___ Trecho citado ___
Recentemente fui convidado por uma jornalista a expressar a minha opinião de especialista (biologia evolutiva) sobre a realidade biológica das raças humanas. Hesitei porque a diversidade biológica das populações humanas não é o meu objeto de estudo. O meu conhecimento científico dessa realidade resulta mais da leitura crítica de bibliografia científica e material de divulgação sobre a matéria. Por outro lado, a minha especialidade é exatamente o estudo da diversidade biológica (genética e fenotípica) e da sua distribuição (filo)geográfica, das interações genéticas e ecológicas entre populações diferenciadas (hibridação sensu lato e miscigenação), e de processos de especiação. Aceitei o convite.
Decidi aplicar os mesmos critérios de análise biológica que tenho aplicado a outros objetos biológicos (anfíbios) a dados de diversidade genética e fenotípica conhecidos para populações humanas. Explicitarei o meu pensamento detalhado noutra altura. Aqui apenas quero afirmar que não foi fácil chegar a uma conclusão dada a complexidade da realidade biológica. Os dados tanto podem ser usados para apoiar a realidade biológica de raças humanas como usados para concluir que a divisão da humanidade em raças não é a melhor forma de descrever a distribuição da sua diversidade genética. No final, escolhi este último caminho como aquele que é mais coerente com o meu percurso científico conceptual. Só que o meu percurso, a minha forma de ver o mundo como um conjunto de continuidades mais ou menos descontínuas está apenas a um passo de outra forma de ver o mundo, como um conjunto de descontinuidades mais ou menos contínuas. É um simples problema de iluminação de gradientes e de fractais. Lembram-se do fractal? Pois aí está, essa minha visão de mundo resulta da análise de gradientes espaço-tempo em realidades quasi-fractais.
A minha frustração com a comunicação de ciência do cientista Sérgio Pena resulta da aparente leveza da sua abordagem, dando a entender que a verdade anunciada é natural e insofismável perante os dados disponíveis. Mas a análise dos dados disponíveis sobre a diversidade genética humana levanta mais questões do ponto de vista biológico do que aquelas que permite responder. Claramente é necessária mais informação para iluminar os vários debates que se desenham no futuro. Estamos longe ainda de qualquer verdade científica! Assim sendo, penso que a comunicação da ciência à sociedade deveria ser, ou pelo menos parecer, mais rigorosa e cuidadosa.
Termino com uma pergunta a Sérgio Pena. Se surgisse algum dado novo que fizesse pesar o prato da balança em favor da realidade biológica das raças humanas, de que modo deveria essa verdade científica “instruir a esfera social”? Ou não deveria?
Proponho que se debata este tema um dia na(o) Roda de ciência.
___ Dados fornecidos ___
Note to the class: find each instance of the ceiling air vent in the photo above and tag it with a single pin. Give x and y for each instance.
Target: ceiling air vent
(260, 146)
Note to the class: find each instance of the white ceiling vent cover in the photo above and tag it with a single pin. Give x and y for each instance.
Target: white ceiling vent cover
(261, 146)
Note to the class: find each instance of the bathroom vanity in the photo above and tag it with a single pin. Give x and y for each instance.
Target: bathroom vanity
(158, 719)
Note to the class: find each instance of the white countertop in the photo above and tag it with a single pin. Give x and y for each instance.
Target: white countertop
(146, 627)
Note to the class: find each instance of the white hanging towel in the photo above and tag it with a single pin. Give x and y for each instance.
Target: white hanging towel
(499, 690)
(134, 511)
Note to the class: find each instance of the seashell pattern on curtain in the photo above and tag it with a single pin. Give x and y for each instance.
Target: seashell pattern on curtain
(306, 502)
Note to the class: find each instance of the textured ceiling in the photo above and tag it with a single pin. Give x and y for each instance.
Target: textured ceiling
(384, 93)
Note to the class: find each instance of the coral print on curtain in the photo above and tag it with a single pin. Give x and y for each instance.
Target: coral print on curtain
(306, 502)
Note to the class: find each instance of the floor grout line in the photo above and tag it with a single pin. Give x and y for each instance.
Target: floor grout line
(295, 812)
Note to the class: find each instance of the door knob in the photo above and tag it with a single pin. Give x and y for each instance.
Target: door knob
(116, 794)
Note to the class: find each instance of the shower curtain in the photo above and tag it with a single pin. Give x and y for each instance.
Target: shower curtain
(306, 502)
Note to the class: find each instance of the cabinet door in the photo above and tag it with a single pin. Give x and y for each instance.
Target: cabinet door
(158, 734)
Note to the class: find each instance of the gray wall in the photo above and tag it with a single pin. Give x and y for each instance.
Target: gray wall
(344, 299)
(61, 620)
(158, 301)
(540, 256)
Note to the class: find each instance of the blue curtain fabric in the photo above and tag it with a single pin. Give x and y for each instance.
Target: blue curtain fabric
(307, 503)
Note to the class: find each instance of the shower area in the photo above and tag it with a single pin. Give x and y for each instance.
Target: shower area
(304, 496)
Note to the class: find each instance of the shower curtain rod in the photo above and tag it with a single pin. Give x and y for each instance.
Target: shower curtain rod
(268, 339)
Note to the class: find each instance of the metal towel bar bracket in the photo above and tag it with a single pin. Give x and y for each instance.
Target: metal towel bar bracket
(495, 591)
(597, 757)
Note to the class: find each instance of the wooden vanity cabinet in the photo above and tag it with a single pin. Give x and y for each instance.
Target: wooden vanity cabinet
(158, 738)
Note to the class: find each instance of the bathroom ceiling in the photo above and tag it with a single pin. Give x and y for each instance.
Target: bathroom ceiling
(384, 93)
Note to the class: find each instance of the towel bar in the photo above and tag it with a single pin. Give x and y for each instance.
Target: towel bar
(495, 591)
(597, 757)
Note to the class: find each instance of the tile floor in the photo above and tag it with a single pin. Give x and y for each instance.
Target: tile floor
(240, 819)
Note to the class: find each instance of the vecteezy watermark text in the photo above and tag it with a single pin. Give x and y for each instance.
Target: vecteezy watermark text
___
Tarefa 1:
No trecho citado, a que outros objetos biológicos já tinham sido aplicados os critérios de análise biológica que se decidiu usar com as populações humanas?
Tarefa 2:
Extraia do trecho citado a parte compreendida entre "Termino com uma" e "Ou não deveria?", inclusive.

Solução 1:
A anfíbios.

Solução 2:
Termino com uma pergunta a Sérgio Pena. Se surgisse algum dado novo que fizesse pesar o prato da balança em favor da realidade biológica das raças humanas, de que modo deveria essa verdade científica “instruir a esfera social”? Ou não deveria?